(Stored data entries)

= = =

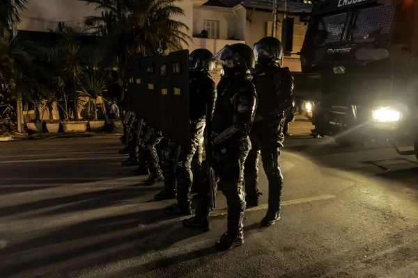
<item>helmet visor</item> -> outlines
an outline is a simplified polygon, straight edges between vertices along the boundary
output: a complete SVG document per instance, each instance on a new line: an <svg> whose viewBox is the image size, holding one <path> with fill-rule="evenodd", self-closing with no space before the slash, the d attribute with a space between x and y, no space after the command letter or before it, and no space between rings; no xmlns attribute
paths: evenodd
<svg viewBox="0 0 418 278"><path fill-rule="evenodd" d="M203 63L199 58L189 56L189 70L201 70L202 67Z"/></svg>
<svg viewBox="0 0 418 278"><path fill-rule="evenodd" d="M213 60L217 66L233 67L238 64L239 59L228 46L226 46L215 55Z"/></svg>
<svg viewBox="0 0 418 278"><path fill-rule="evenodd" d="M254 45L254 53L256 59L260 57L273 58L276 54L277 49L270 45L256 44Z"/></svg>
<svg viewBox="0 0 418 278"><path fill-rule="evenodd" d="M197 57L189 56L189 70L198 72L205 70L211 71L214 70L214 67L215 63L212 60L205 62Z"/></svg>

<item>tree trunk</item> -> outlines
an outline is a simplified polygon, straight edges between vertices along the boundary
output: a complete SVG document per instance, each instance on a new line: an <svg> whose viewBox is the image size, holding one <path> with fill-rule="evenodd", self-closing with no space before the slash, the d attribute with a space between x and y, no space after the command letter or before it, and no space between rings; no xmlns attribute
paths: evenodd
<svg viewBox="0 0 418 278"><path fill-rule="evenodd" d="M64 120L68 121L68 104L67 104L67 95L65 95L65 91L64 89L63 90L63 95L64 96L64 112L65 114L65 119Z"/></svg>
<svg viewBox="0 0 418 278"><path fill-rule="evenodd" d="M78 122L80 118L78 116L78 105L77 105L77 87L75 85L75 78L72 80L73 81L73 94L72 94L72 109L74 110L74 120Z"/></svg>
<svg viewBox="0 0 418 278"><path fill-rule="evenodd" d="M91 99L87 102L87 120L90 120L90 106L91 106Z"/></svg>
<svg viewBox="0 0 418 278"><path fill-rule="evenodd" d="M29 117L29 105L28 104L27 102L24 105L24 111L26 113L26 122L29 122L28 121L28 117Z"/></svg>
<svg viewBox="0 0 418 278"><path fill-rule="evenodd" d="M16 121L17 122L17 131L20 133L23 133L23 108L22 106L22 92L17 93L16 98Z"/></svg>
<svg viewBox="0 0 418 278"><path fill-rule="evenodd" d="M94 109L94 120L98 120L98 111L96 109L98 99L94 99L94 104L93 104L93 108Z"/></svg>
<svg viewBox="0 0 418 278"><path fill-rule="evenodd" d="M52 104L50 104L48 106L48 110L49 111L49 122L54 122L54 114L53 114L54 108L52 106L53 106Z"/></svg>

= = =

EXERCISE AIM
Give every line of the entries above as a JSON list of strings, one string per line, with blank lines skipped. Leave the pictures out of the answer.

THE REPLY
[
  "<item>helmet visor</item> -> outlines",
  "an outline is a simplified polygon, straight edges between vertices along the boundary",
  "output: a complete SVG document per instance, each instance on a new line: an <svg> whose viewBox is the image size, holding one <path> with fill-rule=\"evenodd\", self-closing with no space before the slash, the d attribute with a space between x and y, no space after the command letter or before it, and no space between rings; no xmlns attribute",
  "paths: evenodd",
  "<svg viewBox=\"0 0 418 278\"><path fill-rule=\"evenodd\" d=\"M203 63L199 58L189 56L189 70L201 70L202 67Z\"/></svg>",
  "<svg viewBox=\"0 0 418 278\"><path fill-rule=\"evenodd\" d=\"M213 60L217 66L233 67L238 64L239 59L228 46L226 46L215 55Z\"/></svg>",
  "<svg viewBox=\"0 0 418 278\"><path fill-rule=\"evenodd\" d=\"M254 45L254 53L256 59L260 57L273 58L276 54L277 49L270 45L256 44Z\"/></svg>",
  "<svg viewBox=\"0 0 418 278\"><path fill-rule=\"evenodd\" d=\"M197 57L189 56L189 70L198 72L205 70L211 71L214 70L214 67L215 63L212 60L205 62Z\"/></svg>",
  "<item>tree trunk</item> -> outlines",
  "an outline is a simplified polygon, straight edges between vertices along the boundary",
  "output: a complete SVG document per instance, each instance on a new line: an <svg> whose viewBox is the image size, holding one <path> with fill-rule=\"evenodd\", self-closing with no space before the slash, the d attribute with a space between x and y, no space after the command letter or before it, and no space between rings; no xmlns attribute",
  "paths: evenodd",
  "<svg viewBox=\"0 0 418 278\"><path fill-rule=\"evenodd\" d=\"M64 120L68 121L68 104L67 104L67 95L65 95L65 91L64 89L63 90L63 95L64 96L64 112L65 114L65 119Z\"/></svg>",
  "<svg viewBox=\"0 0 418 278\"><path fill-rule=\"evenodd\" d=\"M78 122L80 118L78 116L78 105L77 105L77 87L75 85L75 78L72 80L73 81L73 94L72 94L72 109L74 110L74 120Z\"/></svg>",
  "<svg viewBox=\"0 0 418 278\"><path fill-rule=\"evenodd\" d=\"M91 99L87 102L87 120L90 120L90 106L91 106Z\"/></svg>",
  "<svg viewBox=\"0 0 418 278\"><path fill-rule=\"evenodd\" d=\"M29 117L29 105L28 104L27 102L24 105L24 111L26 113L26 122L29 122L28 121L28 117Z\"/></svg>",
  "<svg viewBox=\"0 0 418 278\"><path fill-rule=\"evenodd\" d=\"M16 121L17 122L17 131L20 133L23 133L23 108L22 106L22 92L17 93L16 98Z\"/></svg>",
  "<svg viewBox=\"0 0 418 278\"><path fill-rule=\"evenodd\" d=\"M94 109L94 120L98 120L98 111L96 109L98 99L94 99L94 104L93 104L93 108Z\"/></svg>",
  "<svg viewBox=\"0 0 418 278\"><path fill-rule=\"evenodd\" d=\"M52 104L50 104L48 106L48 110L49 111L49 122L54 122L54 114L53 114L54 108L52 106L53 106Z\"/></svg>"
]